EXERCISE BRIEF: Across the listing below, count the lines with "could" in them. Write nothing but the number.

Segment Open

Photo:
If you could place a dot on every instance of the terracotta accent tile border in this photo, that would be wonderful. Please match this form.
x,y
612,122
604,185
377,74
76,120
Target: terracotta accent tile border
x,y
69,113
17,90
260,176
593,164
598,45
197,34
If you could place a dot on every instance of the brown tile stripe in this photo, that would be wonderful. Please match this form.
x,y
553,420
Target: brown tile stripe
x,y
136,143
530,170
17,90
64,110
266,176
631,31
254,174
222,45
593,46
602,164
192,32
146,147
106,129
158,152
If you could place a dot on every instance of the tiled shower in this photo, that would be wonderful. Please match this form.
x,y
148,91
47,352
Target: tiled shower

Segment Closed
Segment Open

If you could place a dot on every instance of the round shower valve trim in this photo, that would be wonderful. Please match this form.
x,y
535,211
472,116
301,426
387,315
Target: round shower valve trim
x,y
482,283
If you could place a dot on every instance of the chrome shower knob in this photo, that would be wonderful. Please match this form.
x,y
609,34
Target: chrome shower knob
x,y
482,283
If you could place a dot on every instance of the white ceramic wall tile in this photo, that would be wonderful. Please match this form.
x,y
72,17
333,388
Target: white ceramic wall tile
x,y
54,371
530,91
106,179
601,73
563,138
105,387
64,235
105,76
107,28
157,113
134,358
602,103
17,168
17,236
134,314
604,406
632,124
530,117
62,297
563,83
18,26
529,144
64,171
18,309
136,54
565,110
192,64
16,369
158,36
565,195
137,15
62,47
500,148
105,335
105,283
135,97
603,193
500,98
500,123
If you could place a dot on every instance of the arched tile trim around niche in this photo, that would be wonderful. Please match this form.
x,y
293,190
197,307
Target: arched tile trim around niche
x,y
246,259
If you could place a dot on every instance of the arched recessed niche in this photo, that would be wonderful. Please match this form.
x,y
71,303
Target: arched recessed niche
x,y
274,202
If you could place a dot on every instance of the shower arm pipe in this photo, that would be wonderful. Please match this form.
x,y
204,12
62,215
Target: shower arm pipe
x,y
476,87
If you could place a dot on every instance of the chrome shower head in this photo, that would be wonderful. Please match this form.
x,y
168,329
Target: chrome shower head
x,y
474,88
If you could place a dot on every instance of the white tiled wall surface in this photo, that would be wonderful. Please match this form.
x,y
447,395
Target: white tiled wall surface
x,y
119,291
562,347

Segment Closed

PROBLEM SOLUTION: 11